**The exercise**
Rewrite the items below with "a line apiece" swapped for "one per line" everywhere it occurs, leaving all other text unchanged, and omit the pictures from your answer.

· · · · ·

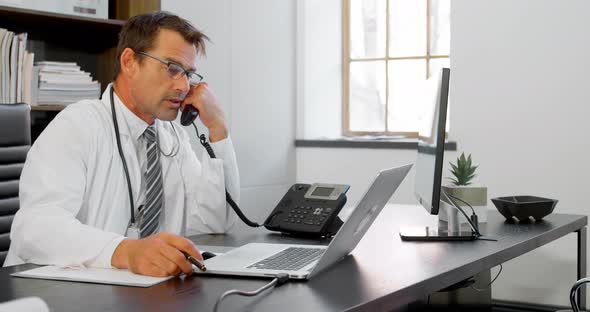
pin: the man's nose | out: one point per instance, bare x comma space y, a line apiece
181, 84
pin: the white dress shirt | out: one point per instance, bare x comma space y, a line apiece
74, 202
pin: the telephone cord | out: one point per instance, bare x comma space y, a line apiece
229, 199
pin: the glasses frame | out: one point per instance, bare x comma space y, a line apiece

· · · · ·

**Correct answer**
pin: the man's nose | out: one point per instance, bare x comma space y, one per line
181, 84
pin: the white dress shirt | out: one point per instance, bare x comma space y, one per line
74, 202
pin: the telephone cord | out: one point per instance, bare x comma space y, one per line
229, 199
pin: the glasses frame | out: one point per instance, bare x comma space y, one per line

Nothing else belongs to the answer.